▶ **Exercise directions**
Return, word for word, only the lines from the one containing "colored ferrule in the picture above." through the last line of the entries.

(Data entries)
**********
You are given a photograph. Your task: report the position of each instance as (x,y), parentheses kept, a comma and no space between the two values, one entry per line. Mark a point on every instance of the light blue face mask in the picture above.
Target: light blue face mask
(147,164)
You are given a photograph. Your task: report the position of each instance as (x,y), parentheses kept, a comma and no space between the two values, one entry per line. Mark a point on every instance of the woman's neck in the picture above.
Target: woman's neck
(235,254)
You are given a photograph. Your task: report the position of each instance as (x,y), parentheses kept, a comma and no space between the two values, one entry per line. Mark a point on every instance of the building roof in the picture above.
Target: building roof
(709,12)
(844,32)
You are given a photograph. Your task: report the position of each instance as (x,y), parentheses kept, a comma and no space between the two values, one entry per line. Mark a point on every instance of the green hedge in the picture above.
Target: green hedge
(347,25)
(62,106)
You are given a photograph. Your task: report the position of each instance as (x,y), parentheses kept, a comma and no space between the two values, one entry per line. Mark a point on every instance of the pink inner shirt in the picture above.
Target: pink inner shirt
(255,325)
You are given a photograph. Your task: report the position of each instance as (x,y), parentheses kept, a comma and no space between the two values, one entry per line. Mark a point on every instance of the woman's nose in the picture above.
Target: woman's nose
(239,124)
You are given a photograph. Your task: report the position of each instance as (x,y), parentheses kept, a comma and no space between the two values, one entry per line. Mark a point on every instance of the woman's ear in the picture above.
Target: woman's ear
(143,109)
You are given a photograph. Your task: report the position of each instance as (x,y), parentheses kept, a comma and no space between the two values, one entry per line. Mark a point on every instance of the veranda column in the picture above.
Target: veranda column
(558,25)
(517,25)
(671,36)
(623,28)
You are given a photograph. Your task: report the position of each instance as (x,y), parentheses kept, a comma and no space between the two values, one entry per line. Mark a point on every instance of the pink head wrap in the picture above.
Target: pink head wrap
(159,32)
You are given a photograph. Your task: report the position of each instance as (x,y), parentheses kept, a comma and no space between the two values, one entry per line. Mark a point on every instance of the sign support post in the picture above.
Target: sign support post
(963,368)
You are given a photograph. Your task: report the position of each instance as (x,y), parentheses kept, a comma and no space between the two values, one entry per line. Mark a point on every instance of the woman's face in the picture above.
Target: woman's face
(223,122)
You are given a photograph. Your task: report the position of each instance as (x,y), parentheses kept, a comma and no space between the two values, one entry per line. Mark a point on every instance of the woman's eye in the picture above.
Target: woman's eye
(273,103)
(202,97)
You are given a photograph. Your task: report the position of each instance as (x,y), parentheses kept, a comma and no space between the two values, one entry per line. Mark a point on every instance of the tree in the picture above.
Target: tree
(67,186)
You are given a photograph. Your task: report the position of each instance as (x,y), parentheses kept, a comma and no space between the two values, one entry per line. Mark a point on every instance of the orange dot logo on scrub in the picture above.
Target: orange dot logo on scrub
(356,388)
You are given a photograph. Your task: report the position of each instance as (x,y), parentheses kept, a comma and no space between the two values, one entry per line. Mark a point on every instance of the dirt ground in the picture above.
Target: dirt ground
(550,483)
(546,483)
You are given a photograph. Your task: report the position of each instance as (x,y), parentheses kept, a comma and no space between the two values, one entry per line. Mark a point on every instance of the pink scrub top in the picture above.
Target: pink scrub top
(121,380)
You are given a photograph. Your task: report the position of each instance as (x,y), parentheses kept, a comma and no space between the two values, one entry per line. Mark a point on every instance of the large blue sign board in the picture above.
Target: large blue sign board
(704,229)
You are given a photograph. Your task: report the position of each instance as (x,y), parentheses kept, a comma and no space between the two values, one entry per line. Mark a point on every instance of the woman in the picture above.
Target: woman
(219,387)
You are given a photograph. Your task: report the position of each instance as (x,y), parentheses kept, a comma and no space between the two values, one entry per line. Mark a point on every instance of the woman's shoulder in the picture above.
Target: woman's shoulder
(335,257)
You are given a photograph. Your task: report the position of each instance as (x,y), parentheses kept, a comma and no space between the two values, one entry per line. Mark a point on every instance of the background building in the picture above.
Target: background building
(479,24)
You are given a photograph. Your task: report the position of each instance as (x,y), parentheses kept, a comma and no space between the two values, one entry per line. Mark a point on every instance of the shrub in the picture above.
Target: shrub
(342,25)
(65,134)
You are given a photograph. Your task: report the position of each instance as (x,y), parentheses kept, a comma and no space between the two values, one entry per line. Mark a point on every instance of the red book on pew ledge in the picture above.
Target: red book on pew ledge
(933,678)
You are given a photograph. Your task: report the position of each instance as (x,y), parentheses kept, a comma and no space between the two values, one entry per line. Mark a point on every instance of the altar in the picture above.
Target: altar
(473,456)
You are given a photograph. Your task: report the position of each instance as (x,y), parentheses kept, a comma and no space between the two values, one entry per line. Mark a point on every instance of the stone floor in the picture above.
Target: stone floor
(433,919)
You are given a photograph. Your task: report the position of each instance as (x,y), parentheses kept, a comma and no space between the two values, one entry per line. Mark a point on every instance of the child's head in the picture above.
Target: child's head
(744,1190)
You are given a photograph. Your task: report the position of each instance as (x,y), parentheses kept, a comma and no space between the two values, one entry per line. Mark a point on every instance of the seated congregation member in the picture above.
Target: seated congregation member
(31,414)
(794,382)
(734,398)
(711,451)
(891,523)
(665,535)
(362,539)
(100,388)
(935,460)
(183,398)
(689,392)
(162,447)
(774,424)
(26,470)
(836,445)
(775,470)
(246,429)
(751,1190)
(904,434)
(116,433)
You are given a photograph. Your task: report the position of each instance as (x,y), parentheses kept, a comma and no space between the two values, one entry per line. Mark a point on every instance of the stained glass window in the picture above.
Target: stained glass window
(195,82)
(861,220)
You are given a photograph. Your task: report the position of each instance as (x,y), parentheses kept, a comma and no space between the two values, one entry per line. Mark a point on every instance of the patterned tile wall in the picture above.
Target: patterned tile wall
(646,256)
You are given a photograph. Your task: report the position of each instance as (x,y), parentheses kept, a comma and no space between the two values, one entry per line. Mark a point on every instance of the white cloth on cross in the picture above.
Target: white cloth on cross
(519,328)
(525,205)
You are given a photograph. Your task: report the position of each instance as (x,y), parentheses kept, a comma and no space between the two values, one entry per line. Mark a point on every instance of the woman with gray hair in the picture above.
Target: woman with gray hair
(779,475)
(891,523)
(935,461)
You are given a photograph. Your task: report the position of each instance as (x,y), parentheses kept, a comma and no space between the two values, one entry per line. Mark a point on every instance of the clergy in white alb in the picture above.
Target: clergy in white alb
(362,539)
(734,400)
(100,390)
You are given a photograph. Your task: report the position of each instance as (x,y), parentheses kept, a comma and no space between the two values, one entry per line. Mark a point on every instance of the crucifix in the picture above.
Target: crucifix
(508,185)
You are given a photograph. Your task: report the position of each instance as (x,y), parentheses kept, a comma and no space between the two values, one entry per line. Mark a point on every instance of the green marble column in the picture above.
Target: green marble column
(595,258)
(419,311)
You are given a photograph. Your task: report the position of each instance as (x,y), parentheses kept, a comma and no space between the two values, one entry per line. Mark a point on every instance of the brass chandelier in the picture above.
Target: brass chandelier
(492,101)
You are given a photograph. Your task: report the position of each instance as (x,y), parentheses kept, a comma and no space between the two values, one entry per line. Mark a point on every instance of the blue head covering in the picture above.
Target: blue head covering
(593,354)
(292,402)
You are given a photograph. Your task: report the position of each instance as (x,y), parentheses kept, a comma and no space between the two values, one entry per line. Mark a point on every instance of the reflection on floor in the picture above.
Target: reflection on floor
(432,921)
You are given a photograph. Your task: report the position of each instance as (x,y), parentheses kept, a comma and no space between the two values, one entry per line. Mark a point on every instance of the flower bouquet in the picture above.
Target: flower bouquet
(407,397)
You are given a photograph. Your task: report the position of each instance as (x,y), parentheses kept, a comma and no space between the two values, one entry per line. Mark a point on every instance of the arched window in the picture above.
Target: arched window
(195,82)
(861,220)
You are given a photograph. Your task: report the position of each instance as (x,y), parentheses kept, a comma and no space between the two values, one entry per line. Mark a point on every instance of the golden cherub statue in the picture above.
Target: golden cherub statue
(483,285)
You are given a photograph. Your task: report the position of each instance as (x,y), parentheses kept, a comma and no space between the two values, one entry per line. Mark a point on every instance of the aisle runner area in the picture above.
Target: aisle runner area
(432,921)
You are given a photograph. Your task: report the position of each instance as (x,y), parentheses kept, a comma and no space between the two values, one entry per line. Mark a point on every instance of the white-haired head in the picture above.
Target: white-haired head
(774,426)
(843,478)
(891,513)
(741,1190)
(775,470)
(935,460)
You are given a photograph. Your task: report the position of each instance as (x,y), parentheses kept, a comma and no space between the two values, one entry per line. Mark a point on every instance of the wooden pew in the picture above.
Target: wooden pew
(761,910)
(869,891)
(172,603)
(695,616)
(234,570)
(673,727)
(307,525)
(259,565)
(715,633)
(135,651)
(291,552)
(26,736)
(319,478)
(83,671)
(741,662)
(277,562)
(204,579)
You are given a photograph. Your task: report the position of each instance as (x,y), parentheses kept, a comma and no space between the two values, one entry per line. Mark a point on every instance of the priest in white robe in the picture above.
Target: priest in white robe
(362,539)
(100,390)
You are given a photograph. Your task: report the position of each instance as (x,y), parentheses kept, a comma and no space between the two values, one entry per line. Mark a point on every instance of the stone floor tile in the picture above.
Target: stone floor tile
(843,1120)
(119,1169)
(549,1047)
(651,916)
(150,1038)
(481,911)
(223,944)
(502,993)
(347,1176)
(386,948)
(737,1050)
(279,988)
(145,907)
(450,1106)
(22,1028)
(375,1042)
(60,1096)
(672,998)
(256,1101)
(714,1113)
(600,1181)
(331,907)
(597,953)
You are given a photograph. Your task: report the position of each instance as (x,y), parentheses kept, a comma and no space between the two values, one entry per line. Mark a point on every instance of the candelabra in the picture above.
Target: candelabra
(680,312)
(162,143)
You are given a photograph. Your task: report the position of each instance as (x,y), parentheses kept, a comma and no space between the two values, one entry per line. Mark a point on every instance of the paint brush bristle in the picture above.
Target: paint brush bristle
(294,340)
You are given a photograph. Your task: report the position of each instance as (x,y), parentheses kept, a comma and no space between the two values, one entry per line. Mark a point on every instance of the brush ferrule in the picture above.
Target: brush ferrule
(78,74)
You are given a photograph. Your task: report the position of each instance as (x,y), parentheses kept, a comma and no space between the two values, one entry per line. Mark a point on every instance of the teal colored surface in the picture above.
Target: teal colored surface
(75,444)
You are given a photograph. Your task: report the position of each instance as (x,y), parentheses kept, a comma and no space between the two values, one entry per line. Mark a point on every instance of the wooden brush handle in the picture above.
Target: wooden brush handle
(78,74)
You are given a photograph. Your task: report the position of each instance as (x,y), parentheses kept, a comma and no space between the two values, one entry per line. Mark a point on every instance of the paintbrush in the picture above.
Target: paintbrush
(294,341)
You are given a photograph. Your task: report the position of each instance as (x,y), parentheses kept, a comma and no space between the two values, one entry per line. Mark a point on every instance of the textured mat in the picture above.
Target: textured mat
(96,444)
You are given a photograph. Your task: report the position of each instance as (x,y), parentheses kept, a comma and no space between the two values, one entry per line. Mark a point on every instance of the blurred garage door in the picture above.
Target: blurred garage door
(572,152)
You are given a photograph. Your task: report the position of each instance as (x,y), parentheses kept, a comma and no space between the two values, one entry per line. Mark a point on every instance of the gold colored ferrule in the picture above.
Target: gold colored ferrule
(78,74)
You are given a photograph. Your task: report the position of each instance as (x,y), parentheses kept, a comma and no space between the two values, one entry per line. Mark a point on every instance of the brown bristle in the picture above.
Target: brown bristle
**********
▶ **Exercise solution**
You are given a photograph. Your task: report the position of each instance as (x,y), parentheses kept, a comma and no space between the two values, one entry per line. Mark a point on every instance of the gold colored ferrule in the picture above.
Target: gold colored ferrule
(78,74)
You are given a photograph. Your task: report the position of each instance as (x,y), parentheses kept, a comma and no space between the two values, one entry per line. Mark a point on every instance of the brown bristle in the picture above.
Target: brown bristle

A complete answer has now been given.